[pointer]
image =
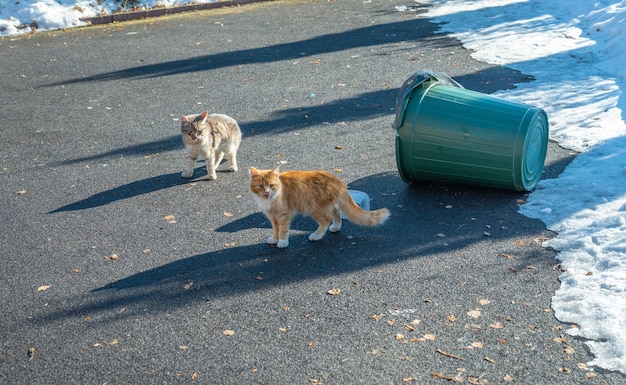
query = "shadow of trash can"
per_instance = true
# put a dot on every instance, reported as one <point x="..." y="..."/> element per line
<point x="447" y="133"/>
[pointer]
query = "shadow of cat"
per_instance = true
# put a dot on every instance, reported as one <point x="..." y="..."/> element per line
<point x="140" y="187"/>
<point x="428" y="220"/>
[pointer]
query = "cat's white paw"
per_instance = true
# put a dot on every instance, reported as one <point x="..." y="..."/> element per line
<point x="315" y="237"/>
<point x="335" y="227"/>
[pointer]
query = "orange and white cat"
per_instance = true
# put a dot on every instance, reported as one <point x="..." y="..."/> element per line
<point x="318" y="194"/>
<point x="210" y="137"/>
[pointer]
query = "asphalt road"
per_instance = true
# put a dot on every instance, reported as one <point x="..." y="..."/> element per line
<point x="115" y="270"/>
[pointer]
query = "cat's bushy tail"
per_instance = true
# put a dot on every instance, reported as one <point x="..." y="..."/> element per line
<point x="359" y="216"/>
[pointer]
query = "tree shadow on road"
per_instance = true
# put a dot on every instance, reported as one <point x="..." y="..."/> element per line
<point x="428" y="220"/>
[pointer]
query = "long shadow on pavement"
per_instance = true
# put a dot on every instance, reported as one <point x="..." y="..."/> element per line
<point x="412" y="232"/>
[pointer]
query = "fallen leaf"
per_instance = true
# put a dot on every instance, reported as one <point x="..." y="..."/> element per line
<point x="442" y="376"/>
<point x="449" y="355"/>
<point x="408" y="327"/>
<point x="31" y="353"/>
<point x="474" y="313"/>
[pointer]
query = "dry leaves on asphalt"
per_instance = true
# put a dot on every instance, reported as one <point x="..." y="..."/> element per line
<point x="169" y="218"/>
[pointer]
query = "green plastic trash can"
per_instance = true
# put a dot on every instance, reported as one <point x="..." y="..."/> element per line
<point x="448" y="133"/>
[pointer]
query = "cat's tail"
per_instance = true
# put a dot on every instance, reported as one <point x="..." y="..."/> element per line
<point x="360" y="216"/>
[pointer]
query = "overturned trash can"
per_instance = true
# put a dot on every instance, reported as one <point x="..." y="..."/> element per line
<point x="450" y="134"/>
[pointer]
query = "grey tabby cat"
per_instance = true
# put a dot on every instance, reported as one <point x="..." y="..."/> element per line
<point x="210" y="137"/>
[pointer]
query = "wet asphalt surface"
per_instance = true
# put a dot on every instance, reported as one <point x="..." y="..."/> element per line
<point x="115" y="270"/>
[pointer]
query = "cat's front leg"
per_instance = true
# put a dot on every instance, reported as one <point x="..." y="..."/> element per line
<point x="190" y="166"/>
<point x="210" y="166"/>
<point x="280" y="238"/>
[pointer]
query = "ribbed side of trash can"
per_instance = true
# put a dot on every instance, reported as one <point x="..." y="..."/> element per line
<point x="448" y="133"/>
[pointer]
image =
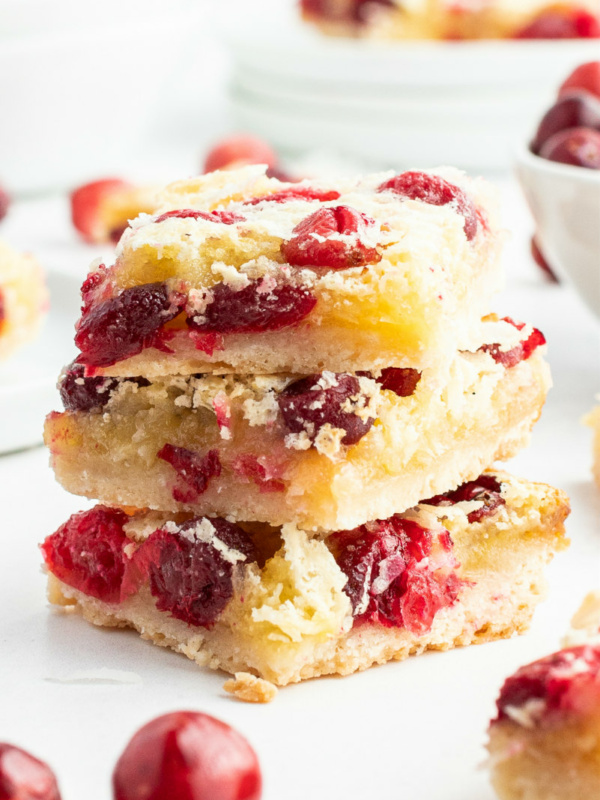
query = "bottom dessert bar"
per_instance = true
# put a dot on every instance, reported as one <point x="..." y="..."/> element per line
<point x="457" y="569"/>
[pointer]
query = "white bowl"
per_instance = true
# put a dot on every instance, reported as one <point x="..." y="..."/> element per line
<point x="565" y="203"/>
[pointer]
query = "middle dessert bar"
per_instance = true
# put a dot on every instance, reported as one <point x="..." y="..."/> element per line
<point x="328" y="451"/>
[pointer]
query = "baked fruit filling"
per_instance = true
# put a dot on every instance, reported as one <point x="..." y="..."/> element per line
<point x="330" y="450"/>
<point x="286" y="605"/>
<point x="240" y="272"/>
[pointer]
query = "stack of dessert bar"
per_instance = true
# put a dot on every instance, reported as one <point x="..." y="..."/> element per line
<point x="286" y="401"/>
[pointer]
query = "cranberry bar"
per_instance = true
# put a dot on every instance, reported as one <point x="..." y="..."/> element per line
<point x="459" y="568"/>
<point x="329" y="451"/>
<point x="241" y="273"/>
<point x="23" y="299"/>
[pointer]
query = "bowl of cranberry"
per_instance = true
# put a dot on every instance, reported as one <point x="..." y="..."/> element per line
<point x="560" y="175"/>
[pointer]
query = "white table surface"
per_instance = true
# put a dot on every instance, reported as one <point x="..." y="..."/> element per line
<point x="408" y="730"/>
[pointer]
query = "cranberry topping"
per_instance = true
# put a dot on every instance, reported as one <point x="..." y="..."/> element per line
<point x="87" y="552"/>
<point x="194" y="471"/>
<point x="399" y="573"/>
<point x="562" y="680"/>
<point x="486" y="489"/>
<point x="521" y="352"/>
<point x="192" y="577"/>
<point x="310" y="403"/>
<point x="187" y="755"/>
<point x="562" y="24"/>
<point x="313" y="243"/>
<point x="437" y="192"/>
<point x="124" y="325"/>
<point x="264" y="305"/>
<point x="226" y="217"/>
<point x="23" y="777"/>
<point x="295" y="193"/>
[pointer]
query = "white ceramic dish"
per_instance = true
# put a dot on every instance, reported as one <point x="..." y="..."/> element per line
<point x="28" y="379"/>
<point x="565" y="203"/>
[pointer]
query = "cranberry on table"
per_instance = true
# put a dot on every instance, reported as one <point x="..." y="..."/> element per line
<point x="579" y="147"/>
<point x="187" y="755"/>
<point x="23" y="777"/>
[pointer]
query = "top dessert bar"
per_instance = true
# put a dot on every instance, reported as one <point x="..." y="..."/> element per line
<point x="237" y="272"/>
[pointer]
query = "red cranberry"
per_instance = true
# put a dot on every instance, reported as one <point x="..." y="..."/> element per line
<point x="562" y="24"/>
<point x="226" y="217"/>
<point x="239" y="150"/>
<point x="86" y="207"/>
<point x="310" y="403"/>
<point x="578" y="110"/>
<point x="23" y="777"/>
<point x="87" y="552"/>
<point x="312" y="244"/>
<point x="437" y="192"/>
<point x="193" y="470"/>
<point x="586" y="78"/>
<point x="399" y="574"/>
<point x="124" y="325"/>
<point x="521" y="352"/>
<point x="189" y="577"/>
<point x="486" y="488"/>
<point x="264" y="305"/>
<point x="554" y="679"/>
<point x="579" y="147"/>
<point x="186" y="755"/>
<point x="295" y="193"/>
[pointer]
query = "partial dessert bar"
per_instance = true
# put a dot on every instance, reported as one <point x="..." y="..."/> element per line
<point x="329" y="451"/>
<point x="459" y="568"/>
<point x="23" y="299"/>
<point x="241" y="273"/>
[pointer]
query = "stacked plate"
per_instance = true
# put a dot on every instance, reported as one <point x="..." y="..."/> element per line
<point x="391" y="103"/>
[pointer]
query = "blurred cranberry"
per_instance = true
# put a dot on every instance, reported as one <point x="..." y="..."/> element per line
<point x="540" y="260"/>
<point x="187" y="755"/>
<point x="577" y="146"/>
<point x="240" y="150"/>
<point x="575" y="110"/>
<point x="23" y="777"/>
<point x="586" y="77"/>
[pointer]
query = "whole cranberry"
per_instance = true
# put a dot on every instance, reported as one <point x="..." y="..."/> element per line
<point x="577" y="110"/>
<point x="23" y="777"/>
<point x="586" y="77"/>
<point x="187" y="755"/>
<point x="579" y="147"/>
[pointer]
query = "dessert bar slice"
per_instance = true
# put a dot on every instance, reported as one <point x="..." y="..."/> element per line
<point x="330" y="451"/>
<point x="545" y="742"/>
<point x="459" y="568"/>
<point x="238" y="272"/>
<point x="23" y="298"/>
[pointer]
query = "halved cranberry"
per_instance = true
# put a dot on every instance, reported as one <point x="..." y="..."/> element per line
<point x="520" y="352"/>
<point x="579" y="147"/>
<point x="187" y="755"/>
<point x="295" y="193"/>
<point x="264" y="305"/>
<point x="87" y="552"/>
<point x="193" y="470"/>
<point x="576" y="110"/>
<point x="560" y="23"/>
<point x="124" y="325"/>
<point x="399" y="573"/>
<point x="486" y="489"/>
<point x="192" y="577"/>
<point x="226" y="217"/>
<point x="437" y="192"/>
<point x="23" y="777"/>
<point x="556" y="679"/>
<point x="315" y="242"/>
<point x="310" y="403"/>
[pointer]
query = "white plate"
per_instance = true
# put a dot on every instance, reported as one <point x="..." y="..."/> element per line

» **Directions for this task**
From the records, work out how many lines include "bowl" and respond with the number only.

» **Response for this exercise**
2